Record extracts:

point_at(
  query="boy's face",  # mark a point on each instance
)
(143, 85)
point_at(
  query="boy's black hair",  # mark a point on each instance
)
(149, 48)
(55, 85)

To do: Retype the data above line for line, changing nothing.

Result for this exercise:
point_at(
  query="boy's face",  # mark a point on each instance
)
(143, 85)
point_at(
  query="boy's black hair",  # mark a point on each instance
)
(149, 48)
(55, 85)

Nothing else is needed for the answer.